Estratto della pagina:
Abbiamo deciso, in questa preview sulla serie, di esporre tre aspetti negativi e tre aspetti positivi che le due squadre potrebbero incontrare nel corso delle gare.

I CONTRO:

 -ROTAZIONI: i Blazers hanno il grossissimo handicap di avere una panchina molto corta, già in stagione regolare è apparso evidente lo scarso minutaggio e apporto di chi guardava inizialmente la gara da seduto. Certo ai Playoff in generale tutte le squadre tendono a ridurre drasticamente i minutaggi delle seconde linee, ma a Portland sembra chiaro che oltre a Mo Williams il materiale sia davvero scadente e questo alla lunga può risultare un problema primario contro una squadra, come Houston, che può vantare cambi qualitativamente e quantitativamente maggiori.
-LUNGHI: se come detto precedentemente Aldridge e Lopez hanno fatto le fortune di questa franchigia sotto i tabelloni, questo giro si troveranno ad affrontare una batteria di lunghi di primissimo livello e saranno costretti agli straordinari. L’accoppiamento con Howard non è dei più semplici per il buon Robin che potrebbe soffrire parecchio e allo stesso tempo il fatto di dover affrontare un Asik in uscita dalla panchina con le sue spiccate doti di rimbalzista e di difensore potrebbe far faticare non poco anche Aldridge.

Dati forniti:
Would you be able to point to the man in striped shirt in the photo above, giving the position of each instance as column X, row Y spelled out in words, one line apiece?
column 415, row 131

Svolgi quanto segue:
A - Riscrivi il passo della presentazione della serie tra Portland e Houston che comincia con "-ROTAZIONI: i Blazers" e termina con "e quantitativamente maggiori.", mettendo "Trail Blazers" al posto di "Blazers".
B - Prosegui la presentazione della serie tra Portland e Houston a partire dall'ultima frase riportata.

Le risposte:
A -
-ROTAZIONI: i Trail Blazers hanno il grossissimo handicap di avere una panchina molto corta, già in stagione regolare è apparso evidente lo scarso minutaggio e apporto di chi guardava inizialmente la gara da seduto. Certo ai Playoff in generale tutte le squadre tendono a ridurre drasticamente i minutaggi delle seconde linee, ma a Portland sembra chiaro che oltre a Mo Williams il materiale sia davvero scadente e questo alla lunga può risultare un problema primario contro una squadra, come Houston, che può vantare cambi qualitativamente e quantitativamente maggiori.

B -
INESPERIENZA: per capire questo punto basterebbe il titoletto, i Blazers peccano di precedenti in postseason, la squadra è giovane e dall’altra parte ci sono due che il titolo lo hanno già annusato da vicino.

 I PRO:


INESPERIENZA: abbiamo appena chiuso parlando di questo fattore in ottica negativa, ma girando la frittata è facile intuire che quel pizzico di incoscienza giovanile misto alla consapevolezza di non aver nulla da perdere possa dare agli uomini di Stotts una carica positiva. Insomma è un’arma a doppio taglio.
-CLUTCH: come già trattato Portland, nella figura di Lillard ma non solo, è una delle squadre con più sangue freddo nelle vene; nei finali di gara punto a punto sono la tipica franchigia che non vorresti mai incontrare perché in grado di vincere la partita in tutti i modi. In una serie dall’aspetto equilibrato e con corse al fotofinish, il temperamento rettiliano di quelli dell’Oregon può giocare un ruolo chiave.
-TALENTO: offensivamente a Ripcity non hanno nulla da invidiare a nessuno e la grande capacità di segnare complessi tiri contestati può spezzare le gambe anche al più arcigno difensore, figuriamoci ai Rockets. Un grande attacco ha sempre la meglio su una grande difesa.

 

FATTORE X:

il ruolo chiave della serie per i Blazers lo avrà Batum. Giocatore all-around se ce n’è uno. Il francese è il vero e proprio ago della bilancia di Portland, non a caso (statistiche alla mano) ha prodotto quasi 15 delle vittorie stagionali di squadra. In grado di ricoprire alla grande qualsiasi casella statistica e di fare ancora di più a livello di impatto, il numero 88 sarà impegnato nel delicato scontro diretto con Parsons, una sfida nella sfida che potrà spostare gli equilibri di un’intera serie.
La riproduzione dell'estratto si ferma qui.